List of tasks –
1. Reproduce the passage of the report on the Stallman talk, starting at "For you to have" and ending at "fan base, however.".
2. In the report on the Stallman talk, which building held the lecture theatre where the audience gathered?

Text excerpt –
As is the way with passionate communities sometimes (and there is no more passionate a community in Manchester right now than the geek/tech scene), last night was a meeting of a cabal – to some, almost a religious ceremony – in Manchester.
300 developers, entrepreneurs, political activists and the intellectually curious packed themselves into a lecture theatre in Manchester University’s Renold Building. Some of them sat on steps or stood in doorways straining to hear what was being said for several hours. They were there for a very rare talk supported by the BCS, IET and the local Free Software UK group.
Richard Stallman was in town, and he was here to talk about “Free Software in Ethics and Practice”.
First let me introduce you to a couple of core concepts Mancunian Way readers may not be familiar with to help understand this a little better. When Stallman (or “RMS” as he is more often known), or the FSF or GNU project talk about “free software” they’re not talking about software you just don’t have to pay for. They are specifically talking about software where you, the user, have fundamental freedoms:
- Freedom 0: You have the right to run the software.
- Freedom 1: You have the right to study and modify the software for your own needs.
- Freedom 2: You have the right to distribute that software any way you want (including sharing it with your friends).
- Freedom 3: You have the right to improve the software and release it to the community.
If you think this sounds like a political philosophy, you’d be right. The core manifesto is best encapsulated in a software license called the GPL that explicitly lays down these rights you should have with the software you use. If you use software licensed under GPL, you have those rights.
For you to have these freedoms, you need access to the “source code” which is why some people refer to “open source software”. Such phrases are looked down by RMS and his fan base, however.

Data –
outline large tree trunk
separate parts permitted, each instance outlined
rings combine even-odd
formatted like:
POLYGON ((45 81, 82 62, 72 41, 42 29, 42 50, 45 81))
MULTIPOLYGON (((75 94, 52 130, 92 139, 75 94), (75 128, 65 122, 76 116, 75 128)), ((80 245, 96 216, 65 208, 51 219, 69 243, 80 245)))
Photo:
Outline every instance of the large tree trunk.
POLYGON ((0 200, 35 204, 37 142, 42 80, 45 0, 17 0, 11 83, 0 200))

Results in order –
1.
For you to have these freedoms, you need access to the “source code” which is why some people refer to “open source software”. Such phrases are looked down by RMS and his fan base, however.

2. Manchester University's Renold Building